■ **Given text**:
• • • •
Meet Gabi Ghita, one of the minds behind the “New Photoshop AI Update”. A man of many talents, and a creative soul through and through, we asked Gabi to jump-start our TechTheLeaders series. 

This is where you’ll get insight and advice from successful people in the field of technology about how they got a coveted job position, what is their workday like (challenges included), but also where they see the tech world going and how they stay true to themselves in these chaotic times. 

Programmer, musician, and traveler, Gabi is now a senior software engineer at Adobe. He joined the company in 2019 (shoutout to their First Mile team, of which he’s a proud member!) and for the past year or so he’s been part of a sort of “team of teams” within Adobe, working on the massive new Photoshop feature called Neural Filters.

PLAYING GUITAR DURING PROGRAMMING BREAKS ⇢⇢

Before that, he contributed to rewriting the “Command+N” dialog for some of the major Creative Cloud apps so that it’s more performant and uses more modern technologies. 

In the 12 or so years before Adobe, he worked for a small company that provided enterprise document rendering solutions to other companies. 

He learned to play guitar back in high school and has been playing off and on ever since. A few years ago he also started dabbling with learning piano, and even had a band for a few years.

He likes to play all sorts of songs, but on stage, he only ever did Tom Waits tribute shows. When things get back to normal, he might try something new, like a Bob Dylan tribute.
• • • •
■ **Provided information**:
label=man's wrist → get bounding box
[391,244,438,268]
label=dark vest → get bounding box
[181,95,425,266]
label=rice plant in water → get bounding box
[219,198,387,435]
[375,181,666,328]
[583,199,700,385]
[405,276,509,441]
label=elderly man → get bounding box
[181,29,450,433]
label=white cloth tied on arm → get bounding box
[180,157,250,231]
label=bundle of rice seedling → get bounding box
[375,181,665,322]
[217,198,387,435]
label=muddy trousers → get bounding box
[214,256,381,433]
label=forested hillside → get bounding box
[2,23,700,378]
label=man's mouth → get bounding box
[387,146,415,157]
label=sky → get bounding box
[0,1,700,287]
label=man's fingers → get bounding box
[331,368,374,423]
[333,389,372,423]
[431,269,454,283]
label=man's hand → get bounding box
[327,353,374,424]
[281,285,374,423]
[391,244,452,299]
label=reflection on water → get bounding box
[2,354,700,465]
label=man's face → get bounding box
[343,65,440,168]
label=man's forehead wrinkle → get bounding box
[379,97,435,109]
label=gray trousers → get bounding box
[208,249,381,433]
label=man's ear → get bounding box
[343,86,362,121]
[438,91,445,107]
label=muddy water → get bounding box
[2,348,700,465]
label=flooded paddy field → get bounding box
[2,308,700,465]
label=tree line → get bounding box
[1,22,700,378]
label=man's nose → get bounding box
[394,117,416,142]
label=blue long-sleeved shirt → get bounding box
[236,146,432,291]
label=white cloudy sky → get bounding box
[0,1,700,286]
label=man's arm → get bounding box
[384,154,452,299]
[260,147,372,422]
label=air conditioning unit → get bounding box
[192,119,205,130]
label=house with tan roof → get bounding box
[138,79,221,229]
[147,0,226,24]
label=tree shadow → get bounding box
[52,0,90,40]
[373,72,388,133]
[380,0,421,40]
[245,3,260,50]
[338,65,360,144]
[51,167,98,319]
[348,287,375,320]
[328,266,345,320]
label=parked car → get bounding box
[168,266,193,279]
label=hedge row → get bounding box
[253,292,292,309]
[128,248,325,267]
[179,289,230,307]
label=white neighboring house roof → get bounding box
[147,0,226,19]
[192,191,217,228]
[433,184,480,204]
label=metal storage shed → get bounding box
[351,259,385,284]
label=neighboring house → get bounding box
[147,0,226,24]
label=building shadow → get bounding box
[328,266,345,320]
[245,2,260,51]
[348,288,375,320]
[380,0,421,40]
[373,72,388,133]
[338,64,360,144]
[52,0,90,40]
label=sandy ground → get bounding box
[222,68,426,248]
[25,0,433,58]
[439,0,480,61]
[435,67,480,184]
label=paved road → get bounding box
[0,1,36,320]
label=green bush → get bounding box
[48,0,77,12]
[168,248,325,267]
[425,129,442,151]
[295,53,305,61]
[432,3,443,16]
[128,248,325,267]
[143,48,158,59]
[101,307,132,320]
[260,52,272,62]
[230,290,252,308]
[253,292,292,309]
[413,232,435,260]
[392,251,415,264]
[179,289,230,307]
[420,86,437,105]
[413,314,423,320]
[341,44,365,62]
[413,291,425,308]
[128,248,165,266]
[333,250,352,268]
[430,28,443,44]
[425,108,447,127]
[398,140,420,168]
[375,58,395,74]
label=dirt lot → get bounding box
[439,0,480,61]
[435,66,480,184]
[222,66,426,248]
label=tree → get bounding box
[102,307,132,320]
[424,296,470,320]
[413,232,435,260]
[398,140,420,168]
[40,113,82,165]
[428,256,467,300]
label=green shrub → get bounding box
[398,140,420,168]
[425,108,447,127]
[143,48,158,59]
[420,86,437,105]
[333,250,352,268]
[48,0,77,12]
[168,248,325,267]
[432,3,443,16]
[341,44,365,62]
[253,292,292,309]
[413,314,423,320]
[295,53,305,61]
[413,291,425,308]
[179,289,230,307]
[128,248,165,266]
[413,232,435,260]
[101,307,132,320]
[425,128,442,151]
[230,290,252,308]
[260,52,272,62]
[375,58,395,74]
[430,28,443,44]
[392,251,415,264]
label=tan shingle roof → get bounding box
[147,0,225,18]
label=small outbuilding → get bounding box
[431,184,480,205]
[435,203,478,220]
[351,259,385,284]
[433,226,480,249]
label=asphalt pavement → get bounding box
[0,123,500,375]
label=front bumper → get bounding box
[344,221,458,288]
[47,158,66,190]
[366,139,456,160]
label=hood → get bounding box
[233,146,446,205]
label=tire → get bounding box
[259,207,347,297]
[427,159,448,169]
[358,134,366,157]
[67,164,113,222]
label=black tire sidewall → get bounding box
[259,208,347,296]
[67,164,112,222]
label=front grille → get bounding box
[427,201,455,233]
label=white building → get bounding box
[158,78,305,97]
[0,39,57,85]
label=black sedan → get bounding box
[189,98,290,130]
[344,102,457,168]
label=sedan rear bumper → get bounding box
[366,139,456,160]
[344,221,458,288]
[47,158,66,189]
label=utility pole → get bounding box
• • • •
■ **Requirements**:
**1)** According to the Gabi Ghita profile, what is the name of the new Photoshop feature he has been working on?
**2)** From the Gabi Ghita profile, quote the passage starting at "He learned to" and ending at "Bob Dylan tribute.".

■ **Task solutions**:
**1)** Neural Filters

**2)**
He learned to play guitar back in high school and has been playing off and on ever since. A few years ago he also started dabbling with learning piano, and even had a band for a few years.

He likes to play all sorts of songs, but on stage, he only ever did Tom Waits tribute shows. When things get back to normal, he might try something new, like a Bob Dylan tribute.